--- Page extract ---

============================================================

Well to get back to the table where I was being warned by Dr. Rabbetz  that "You might and probably will have  a  deep emotional response to the work being done."  He warned me that often patients are affected by this work that they cry from deep seated pain, grief, and other emotions.     I tried to prepare myself for that mentally,  and  and hoped that it would help in whatever I needed to experience.  What actually happened was that I began laughing.  I laughed and laughed and laughed.  I could not stop myself.    Another one of those inappropriate responses, but believe me when I tell you it made me feel great.  Another one of those responses to life's pain, grief, and trauma that was just slightly off from the norm.

Whatever it takes for us to write, to create art, to dedicate our lives to living fully, artistically, freely, happily, I say we embrace the way we most naturally receive love, inspiration, and the determination so authentic and divinely inspired lives.  

One Pigeon Said to Another Pigeon....                                                                                        by Catherine Al-Meten, 2012
If we do see life slightly askew, so be it.   If we think we have nothing to offer or that we are just repeating what others have already done, we need to look a little closer.  We need to appreciate  the idiosyncrasies, the quirky gifts, and that just slightly out of whack way we look at and approach life.  We need to stop trying to be so normal and just allow ourselves to be who we are.  Channel the drama of your life into your work and your art.  As Julia Cameron says keep it on the canvas or in the script or between the book covers.   As I told my granddaughter Lola, “life is like a big juicy ripe peach  meant for us to bite into,  savour and let the juice of it run down our chin."   We already know life has its ups and downs.  We already understand some things are a struggle.  What we do not always know is that we are always capable of being surprised in  very wonderfully pleasant and happy ways.  Expect the unexpected.  Savour each moment,  and let the laughter arise from within.    And if you're not sure about what life is like, stand on your head or tilt it at an angle, and look at it from a different side...literally and metaphorically speaking.

============================================================

[Data entries]
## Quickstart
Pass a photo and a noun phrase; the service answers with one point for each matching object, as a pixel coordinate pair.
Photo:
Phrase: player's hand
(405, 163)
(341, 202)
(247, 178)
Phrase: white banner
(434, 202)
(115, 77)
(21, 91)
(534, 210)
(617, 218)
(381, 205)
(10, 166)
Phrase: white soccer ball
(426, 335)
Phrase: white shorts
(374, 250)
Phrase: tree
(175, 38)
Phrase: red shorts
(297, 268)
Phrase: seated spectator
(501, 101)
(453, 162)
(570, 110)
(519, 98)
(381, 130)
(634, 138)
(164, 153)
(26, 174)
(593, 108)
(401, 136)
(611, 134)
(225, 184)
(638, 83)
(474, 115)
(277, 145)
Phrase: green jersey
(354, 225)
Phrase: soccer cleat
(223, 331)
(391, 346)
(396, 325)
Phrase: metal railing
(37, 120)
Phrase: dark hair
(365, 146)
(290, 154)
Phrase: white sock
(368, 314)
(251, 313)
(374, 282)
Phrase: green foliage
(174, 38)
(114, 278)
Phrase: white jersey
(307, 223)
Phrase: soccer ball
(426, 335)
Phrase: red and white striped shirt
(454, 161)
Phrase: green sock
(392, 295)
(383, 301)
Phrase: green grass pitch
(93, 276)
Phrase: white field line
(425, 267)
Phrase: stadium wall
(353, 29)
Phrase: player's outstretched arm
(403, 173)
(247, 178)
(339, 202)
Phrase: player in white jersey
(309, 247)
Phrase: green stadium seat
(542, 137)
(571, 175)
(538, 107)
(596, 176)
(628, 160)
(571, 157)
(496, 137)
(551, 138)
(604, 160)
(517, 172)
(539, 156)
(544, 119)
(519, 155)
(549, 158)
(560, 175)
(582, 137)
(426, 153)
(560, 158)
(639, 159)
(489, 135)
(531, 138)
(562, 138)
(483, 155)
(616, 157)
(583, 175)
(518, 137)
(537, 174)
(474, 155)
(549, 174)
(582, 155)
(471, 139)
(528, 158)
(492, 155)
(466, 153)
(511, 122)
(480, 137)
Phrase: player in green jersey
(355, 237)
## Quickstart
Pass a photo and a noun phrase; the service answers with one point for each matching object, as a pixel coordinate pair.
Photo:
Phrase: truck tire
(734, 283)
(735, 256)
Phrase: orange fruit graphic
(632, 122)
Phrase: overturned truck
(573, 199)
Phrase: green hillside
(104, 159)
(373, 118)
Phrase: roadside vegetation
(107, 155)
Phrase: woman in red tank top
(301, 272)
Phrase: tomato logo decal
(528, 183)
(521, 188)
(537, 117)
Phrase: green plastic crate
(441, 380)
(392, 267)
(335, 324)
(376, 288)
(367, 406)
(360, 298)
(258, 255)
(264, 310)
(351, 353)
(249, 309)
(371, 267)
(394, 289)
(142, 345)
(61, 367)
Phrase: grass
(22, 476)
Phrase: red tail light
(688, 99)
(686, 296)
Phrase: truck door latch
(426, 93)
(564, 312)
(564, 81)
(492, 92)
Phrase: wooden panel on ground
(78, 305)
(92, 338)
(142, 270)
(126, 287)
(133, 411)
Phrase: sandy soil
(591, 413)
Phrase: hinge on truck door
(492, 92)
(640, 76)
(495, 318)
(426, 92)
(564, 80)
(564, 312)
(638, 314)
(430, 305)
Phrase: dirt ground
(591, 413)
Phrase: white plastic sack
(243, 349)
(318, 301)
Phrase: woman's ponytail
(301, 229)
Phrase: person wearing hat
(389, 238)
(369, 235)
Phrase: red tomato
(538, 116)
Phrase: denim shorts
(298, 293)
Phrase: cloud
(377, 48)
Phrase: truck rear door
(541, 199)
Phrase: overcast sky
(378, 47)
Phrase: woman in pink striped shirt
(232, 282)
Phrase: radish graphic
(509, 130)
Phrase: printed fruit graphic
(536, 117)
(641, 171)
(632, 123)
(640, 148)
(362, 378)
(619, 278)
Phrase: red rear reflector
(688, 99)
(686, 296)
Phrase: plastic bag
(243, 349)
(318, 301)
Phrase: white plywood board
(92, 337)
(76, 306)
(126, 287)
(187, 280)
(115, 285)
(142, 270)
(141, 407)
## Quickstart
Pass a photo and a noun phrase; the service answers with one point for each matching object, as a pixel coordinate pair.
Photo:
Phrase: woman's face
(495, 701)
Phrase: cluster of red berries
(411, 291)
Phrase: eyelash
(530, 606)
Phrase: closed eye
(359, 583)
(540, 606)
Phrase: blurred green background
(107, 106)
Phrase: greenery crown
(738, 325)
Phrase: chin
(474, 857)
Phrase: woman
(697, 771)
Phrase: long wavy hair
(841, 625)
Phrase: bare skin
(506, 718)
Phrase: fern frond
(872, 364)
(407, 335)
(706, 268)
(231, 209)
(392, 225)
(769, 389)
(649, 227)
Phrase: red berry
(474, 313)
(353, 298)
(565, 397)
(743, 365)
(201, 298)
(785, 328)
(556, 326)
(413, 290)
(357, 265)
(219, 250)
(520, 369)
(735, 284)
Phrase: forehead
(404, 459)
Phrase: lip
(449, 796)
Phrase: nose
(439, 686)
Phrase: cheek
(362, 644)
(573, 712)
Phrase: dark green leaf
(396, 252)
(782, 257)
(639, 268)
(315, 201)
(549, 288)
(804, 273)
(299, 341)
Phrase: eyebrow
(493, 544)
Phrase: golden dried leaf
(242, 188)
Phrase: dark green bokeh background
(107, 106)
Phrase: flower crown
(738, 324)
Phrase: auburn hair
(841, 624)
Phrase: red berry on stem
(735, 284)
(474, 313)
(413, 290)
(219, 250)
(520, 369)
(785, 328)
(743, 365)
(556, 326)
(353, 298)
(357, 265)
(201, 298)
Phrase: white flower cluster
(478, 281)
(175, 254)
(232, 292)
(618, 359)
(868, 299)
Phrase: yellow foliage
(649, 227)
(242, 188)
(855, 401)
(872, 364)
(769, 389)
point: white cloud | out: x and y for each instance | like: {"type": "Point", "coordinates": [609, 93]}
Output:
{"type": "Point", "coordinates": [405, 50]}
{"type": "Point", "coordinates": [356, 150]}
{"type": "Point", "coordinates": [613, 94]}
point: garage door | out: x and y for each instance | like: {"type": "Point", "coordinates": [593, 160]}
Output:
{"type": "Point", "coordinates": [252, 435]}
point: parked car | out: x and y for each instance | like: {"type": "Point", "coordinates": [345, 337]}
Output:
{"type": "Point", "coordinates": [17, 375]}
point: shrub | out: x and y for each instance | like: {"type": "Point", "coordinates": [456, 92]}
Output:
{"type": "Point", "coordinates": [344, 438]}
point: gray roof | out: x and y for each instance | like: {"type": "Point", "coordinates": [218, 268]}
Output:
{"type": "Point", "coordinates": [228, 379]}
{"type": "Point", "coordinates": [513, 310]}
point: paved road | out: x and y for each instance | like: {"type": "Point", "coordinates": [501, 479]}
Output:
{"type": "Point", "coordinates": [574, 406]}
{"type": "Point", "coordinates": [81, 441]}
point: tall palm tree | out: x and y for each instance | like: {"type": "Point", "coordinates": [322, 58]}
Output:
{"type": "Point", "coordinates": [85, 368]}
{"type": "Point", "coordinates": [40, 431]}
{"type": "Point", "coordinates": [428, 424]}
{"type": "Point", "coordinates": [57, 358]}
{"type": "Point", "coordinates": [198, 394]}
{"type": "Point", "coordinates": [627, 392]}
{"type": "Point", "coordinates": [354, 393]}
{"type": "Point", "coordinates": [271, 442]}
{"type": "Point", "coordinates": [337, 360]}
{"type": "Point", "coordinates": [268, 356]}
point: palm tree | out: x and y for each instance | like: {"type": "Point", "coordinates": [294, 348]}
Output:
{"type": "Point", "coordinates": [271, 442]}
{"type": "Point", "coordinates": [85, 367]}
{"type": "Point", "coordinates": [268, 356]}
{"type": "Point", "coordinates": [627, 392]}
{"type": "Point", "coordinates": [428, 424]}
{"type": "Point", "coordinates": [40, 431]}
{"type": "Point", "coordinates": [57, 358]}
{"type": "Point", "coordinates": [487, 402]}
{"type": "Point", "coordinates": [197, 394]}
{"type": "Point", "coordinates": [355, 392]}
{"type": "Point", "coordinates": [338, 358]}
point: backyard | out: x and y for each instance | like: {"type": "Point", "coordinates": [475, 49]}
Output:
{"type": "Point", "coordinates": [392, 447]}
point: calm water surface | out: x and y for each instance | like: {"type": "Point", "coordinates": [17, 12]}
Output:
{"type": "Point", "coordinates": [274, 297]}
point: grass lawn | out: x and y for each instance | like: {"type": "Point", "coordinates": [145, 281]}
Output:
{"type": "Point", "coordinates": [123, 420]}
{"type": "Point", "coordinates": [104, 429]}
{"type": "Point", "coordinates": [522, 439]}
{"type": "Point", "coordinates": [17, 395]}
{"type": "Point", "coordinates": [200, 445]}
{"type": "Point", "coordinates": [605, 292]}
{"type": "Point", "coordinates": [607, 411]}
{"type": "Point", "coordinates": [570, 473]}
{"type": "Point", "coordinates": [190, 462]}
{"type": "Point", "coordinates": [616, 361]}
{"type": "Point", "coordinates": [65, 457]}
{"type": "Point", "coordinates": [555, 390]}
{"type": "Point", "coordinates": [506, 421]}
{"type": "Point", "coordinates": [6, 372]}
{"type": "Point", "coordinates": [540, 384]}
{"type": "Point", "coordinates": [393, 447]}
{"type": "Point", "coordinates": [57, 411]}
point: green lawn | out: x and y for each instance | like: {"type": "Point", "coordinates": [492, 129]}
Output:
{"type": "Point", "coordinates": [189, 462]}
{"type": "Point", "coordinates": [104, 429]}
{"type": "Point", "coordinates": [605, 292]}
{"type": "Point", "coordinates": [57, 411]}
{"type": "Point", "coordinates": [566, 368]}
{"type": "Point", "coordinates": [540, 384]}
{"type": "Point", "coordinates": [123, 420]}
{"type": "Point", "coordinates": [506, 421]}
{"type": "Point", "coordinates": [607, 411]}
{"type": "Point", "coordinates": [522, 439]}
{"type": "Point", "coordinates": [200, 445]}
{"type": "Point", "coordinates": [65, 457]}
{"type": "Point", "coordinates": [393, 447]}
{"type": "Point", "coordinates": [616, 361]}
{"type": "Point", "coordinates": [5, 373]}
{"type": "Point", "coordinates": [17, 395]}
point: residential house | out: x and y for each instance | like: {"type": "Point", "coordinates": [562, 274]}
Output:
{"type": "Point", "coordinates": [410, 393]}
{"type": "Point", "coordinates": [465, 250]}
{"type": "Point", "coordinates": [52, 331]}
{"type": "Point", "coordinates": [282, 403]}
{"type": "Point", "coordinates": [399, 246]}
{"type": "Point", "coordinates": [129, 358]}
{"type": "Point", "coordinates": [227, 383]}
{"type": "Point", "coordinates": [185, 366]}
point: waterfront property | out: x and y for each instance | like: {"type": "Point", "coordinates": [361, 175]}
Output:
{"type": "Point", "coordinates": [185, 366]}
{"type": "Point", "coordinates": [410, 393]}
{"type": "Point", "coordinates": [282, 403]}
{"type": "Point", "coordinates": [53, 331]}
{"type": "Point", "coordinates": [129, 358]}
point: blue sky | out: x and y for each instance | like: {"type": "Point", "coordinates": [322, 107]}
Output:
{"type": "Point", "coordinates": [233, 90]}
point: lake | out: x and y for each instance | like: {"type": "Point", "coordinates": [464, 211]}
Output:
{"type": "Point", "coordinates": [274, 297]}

============================================================

Write out the passage from the essay above on seeing life slightly askew, from "Whatever it takes" up to and including "divinely inspired lives.", word for word.

--- Reply to the task ---
Whatever it takes for us to write, to create art, to dedicate our lives to living fully, artistically, freely, happily, I say we embrace the way we most naturally receive love, inspiration, and the determination so authentic and divinely inspired lives.